• Texto de la página:
•••••
Ya es hora de que el hombre se dé cuenta de las insensateces cometidas al no cumplir, para bien de esta poscreación y de todas las criaturas, los deberes que le asignan las posibilidades de su espíritu. El hombre suele preguntarse, por qué razón existe en la naturaleza una lucha continua, y sin embargo, en la poscreación, la sustancialidad se rige… por el modo de ser de los hombres, a excepción de las criaturas originarias propias de la sustancialidad. Pero sigamos adelante:

Los productos de la voluntad sensitiva del espíritu humano, las configuraciones antes mencionadas, no dejan de existir después de desligarse de su autor, sino que subsisten independientemente mientras sigan siendo alimentadas por espíritus humanos animados de los mismos sentimientos que su especie, sin que tenga que tratarse necesariamente de su promotor. Buscarán la oportunidad de adherirse a los seres humanos dispuestos a ello o que ofrecen una resistencia muy débil. Orientadas hacia el mal, esas configuraciones son los demonios nacidos de la envidia, del odio y de cosas semejantes; mientras que orientadas hacia el bien constituyen los seres benefactores que, llenos de amor, sólo buscan mantener la paz y fomentar la ascensión.

En todos estos procesos no se requiere una acción terrenal visible por parte de los hombres, acción que no sirve sino para imponer nuevas cadenas o hilos cuyo rompimiento habrá de tener lugar en el plano físico, siendo necesaria una reencarnación en caso de que la correspondiente liberación no haya podido efectuarse durante una existencia terrenal.

Esas configuraciones propias de la voluntad sensitiva humana llevan fuerza dentro de sí, ya que proceden de la voluntad espiritual, ligada a la “neutral fuerza principal”, y, lo que es más importante, porque en el instante de formarse quedan impregnadas de sustancialidad, la esencia de que están constituidos los gnomos, etc.
•••••
• Registros guardados:
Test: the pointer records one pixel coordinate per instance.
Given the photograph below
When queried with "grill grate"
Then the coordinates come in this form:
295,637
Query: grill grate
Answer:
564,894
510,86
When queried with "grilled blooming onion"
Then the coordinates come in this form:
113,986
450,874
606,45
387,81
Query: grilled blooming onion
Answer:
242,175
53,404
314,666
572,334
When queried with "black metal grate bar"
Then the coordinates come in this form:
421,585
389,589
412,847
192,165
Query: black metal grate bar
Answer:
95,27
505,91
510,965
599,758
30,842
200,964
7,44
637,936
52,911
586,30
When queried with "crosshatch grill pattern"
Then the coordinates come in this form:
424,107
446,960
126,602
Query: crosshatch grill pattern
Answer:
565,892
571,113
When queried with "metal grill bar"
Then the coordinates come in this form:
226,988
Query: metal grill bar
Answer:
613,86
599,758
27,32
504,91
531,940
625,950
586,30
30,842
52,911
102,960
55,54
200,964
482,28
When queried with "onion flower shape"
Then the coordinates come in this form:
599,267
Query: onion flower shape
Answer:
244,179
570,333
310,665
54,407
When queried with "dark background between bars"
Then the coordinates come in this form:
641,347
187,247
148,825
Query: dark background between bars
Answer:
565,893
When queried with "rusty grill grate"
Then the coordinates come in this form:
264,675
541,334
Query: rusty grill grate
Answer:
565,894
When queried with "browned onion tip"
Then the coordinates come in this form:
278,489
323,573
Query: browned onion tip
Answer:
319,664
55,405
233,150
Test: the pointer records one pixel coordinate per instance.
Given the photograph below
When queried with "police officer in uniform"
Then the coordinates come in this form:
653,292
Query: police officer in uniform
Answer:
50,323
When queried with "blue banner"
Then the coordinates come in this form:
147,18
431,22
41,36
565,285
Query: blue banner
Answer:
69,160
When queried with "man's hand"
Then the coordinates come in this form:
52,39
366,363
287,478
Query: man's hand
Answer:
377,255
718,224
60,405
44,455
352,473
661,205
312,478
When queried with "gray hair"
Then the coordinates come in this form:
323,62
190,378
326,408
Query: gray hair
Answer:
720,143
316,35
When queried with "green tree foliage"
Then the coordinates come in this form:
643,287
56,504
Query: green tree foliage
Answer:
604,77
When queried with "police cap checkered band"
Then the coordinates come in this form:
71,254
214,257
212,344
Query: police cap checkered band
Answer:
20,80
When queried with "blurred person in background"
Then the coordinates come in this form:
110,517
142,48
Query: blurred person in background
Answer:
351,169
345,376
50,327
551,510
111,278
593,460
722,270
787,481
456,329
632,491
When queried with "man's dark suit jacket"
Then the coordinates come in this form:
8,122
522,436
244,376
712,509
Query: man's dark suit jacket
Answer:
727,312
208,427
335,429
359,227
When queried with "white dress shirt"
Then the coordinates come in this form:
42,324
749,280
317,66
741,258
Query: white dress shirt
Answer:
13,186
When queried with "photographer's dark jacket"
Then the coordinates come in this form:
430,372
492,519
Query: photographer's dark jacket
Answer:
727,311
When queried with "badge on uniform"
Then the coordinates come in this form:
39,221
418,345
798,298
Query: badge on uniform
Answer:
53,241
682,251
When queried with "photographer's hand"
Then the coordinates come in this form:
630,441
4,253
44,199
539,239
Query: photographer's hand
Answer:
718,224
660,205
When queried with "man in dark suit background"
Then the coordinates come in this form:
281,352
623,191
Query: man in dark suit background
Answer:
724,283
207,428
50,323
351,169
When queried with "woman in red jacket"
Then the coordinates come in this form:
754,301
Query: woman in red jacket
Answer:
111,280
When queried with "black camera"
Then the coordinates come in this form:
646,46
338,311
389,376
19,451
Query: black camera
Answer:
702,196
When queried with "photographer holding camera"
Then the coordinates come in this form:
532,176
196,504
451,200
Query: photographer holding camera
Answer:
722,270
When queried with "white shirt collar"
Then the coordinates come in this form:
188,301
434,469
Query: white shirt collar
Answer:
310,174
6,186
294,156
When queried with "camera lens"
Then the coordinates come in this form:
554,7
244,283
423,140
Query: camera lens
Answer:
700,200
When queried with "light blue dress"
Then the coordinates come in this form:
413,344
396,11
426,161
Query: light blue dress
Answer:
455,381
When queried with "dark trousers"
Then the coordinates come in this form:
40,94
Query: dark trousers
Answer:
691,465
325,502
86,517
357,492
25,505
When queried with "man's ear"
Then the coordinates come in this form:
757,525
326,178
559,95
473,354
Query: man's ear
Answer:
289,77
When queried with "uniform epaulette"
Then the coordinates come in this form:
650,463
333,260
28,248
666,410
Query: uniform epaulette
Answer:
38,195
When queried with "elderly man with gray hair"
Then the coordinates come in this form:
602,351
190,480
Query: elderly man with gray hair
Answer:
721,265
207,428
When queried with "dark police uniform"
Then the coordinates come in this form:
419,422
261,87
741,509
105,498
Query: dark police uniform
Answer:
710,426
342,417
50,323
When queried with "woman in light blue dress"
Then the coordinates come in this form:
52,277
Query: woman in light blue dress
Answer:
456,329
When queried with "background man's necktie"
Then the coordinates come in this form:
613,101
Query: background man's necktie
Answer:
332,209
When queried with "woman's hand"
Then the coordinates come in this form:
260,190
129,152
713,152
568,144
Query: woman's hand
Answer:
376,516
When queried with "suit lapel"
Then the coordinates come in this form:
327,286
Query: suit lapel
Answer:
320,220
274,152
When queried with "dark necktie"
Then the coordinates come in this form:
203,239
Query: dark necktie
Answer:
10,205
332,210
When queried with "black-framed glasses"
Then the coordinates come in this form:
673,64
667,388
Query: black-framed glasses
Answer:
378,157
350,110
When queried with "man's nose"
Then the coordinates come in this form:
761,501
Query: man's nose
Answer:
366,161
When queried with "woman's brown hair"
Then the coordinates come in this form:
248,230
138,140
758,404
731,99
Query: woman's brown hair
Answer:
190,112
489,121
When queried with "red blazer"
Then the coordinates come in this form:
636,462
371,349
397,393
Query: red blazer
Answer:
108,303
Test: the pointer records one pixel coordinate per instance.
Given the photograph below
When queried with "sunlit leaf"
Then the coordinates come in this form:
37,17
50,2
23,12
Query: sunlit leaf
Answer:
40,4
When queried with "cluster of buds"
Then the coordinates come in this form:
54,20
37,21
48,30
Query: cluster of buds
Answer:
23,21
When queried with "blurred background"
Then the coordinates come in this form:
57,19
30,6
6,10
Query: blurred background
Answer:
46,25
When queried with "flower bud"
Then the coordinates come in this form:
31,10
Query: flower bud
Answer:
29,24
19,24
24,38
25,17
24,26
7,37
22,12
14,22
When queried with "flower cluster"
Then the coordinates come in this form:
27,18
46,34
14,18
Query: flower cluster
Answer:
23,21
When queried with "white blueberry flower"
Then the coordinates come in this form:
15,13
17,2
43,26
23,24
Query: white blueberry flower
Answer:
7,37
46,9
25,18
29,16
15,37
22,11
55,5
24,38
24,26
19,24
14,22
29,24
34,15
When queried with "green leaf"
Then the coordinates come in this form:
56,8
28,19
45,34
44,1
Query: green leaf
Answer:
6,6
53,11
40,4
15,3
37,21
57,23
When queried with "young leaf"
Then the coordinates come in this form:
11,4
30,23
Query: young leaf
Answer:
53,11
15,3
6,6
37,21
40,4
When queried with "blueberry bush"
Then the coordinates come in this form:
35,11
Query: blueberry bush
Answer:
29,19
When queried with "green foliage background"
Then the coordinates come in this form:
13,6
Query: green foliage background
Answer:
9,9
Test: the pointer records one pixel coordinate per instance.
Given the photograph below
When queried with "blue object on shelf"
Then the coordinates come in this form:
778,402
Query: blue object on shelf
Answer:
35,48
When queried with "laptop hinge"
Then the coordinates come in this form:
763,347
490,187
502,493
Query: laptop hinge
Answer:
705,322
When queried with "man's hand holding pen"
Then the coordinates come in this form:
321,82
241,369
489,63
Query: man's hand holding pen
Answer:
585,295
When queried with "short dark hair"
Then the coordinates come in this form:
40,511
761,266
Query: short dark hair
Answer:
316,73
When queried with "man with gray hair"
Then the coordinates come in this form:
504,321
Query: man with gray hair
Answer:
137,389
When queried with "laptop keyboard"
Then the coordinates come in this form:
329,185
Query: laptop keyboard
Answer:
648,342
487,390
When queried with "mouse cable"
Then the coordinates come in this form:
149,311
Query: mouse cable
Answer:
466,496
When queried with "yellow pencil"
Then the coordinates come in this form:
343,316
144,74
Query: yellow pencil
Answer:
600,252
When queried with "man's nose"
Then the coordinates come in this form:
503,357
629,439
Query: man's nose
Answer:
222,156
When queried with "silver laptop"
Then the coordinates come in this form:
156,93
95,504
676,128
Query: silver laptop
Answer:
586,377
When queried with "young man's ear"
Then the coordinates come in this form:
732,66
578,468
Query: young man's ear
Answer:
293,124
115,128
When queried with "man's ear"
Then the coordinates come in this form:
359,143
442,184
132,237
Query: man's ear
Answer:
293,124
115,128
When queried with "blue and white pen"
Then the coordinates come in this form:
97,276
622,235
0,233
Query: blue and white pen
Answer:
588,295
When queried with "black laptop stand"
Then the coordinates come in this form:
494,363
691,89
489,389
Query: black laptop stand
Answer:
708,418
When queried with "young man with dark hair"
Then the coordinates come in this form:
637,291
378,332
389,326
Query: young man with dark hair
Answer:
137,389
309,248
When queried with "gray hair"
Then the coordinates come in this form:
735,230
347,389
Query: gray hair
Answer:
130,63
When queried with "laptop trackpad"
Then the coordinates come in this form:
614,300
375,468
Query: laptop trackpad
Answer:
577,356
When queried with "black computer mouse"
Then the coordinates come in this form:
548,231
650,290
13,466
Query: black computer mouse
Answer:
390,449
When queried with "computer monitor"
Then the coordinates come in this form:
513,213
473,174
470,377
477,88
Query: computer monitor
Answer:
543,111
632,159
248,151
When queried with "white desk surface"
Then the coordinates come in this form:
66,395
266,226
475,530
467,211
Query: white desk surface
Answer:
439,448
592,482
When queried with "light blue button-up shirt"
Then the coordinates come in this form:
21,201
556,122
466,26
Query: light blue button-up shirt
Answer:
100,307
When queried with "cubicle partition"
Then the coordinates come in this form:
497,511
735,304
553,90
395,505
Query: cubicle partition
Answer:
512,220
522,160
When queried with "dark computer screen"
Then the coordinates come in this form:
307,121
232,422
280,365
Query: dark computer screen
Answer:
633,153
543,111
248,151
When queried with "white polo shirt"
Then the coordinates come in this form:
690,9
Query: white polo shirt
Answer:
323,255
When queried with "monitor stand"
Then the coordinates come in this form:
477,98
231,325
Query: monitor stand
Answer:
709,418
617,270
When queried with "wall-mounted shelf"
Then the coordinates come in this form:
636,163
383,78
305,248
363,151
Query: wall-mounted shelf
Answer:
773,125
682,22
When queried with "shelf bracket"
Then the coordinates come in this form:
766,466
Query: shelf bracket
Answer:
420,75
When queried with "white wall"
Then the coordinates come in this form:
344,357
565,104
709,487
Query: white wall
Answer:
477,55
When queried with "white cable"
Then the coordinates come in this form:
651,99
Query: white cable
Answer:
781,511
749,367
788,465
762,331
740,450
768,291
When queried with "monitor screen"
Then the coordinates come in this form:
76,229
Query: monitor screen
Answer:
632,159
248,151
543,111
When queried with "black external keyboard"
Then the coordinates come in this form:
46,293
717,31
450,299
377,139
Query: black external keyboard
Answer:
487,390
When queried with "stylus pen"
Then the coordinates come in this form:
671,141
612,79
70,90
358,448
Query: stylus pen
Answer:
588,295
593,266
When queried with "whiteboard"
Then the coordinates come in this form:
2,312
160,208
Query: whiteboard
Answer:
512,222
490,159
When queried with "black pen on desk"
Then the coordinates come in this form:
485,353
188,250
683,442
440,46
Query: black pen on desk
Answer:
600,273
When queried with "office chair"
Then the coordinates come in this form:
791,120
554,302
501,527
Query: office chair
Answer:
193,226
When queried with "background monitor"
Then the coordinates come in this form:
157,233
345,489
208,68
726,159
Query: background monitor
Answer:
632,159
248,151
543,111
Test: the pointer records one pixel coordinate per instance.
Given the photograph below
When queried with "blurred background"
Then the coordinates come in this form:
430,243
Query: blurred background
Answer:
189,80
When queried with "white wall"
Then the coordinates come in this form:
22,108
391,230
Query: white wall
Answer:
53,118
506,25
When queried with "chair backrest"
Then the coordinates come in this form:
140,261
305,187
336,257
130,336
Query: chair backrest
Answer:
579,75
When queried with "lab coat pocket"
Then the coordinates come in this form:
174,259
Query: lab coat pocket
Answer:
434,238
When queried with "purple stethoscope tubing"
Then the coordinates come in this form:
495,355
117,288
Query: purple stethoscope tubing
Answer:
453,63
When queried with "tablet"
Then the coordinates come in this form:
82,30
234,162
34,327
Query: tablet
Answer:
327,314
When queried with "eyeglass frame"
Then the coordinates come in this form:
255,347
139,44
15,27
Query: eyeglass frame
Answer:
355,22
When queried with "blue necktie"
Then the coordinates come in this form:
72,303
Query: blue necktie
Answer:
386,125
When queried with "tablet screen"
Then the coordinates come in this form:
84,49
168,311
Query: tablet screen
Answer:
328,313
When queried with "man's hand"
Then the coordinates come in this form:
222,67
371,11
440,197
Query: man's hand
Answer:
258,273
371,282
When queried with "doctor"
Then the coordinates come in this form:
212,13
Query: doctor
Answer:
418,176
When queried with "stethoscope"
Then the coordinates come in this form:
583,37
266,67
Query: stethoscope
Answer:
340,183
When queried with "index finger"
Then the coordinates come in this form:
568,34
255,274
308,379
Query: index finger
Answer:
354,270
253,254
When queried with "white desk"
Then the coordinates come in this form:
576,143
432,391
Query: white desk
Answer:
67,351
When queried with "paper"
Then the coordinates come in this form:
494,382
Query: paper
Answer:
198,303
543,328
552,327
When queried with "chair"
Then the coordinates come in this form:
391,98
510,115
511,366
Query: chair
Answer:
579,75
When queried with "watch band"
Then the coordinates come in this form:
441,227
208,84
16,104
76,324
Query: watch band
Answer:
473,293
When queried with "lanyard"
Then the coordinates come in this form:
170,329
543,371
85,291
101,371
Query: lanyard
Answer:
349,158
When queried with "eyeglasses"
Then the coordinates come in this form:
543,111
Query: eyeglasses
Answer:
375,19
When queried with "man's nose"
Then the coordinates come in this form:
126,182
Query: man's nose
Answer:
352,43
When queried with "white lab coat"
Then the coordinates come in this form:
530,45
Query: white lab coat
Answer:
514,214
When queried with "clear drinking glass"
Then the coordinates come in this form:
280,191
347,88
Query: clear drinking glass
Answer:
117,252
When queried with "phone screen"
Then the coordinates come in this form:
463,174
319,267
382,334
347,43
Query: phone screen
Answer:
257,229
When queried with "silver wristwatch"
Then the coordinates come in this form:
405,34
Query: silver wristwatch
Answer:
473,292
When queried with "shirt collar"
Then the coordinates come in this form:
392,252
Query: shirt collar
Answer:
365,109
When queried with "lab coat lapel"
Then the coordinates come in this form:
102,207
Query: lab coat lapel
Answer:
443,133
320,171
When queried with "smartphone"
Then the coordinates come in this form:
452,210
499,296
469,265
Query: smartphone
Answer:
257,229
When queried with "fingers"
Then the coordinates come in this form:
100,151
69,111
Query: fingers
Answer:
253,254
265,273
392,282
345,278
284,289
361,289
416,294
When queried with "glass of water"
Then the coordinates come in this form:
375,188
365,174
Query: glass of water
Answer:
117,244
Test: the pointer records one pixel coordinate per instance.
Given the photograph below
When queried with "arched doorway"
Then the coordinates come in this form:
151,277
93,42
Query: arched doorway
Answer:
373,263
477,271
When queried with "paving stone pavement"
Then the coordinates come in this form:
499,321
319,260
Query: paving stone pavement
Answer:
•••••
• Lo que se pide: Transcribe sin cambios el fragmento del texto sobre las configuraciones de la voluntad humana que empieza en "Esas configuraciones propias" y termina en "los gnomos, etc.".

• Respuesta a continuación:
Esas configuraciones propias de la voluntad sensitiva humana llevan fuerza dentro de sí, ya que proceden de la voluntad espiritual, ligada a la “neutral fuerza principal”, y, lo que es más importante, porque en el instante de formarse quedan impregnadas de sustancialidad, la esencia de que están constituidos los gnomos, etc.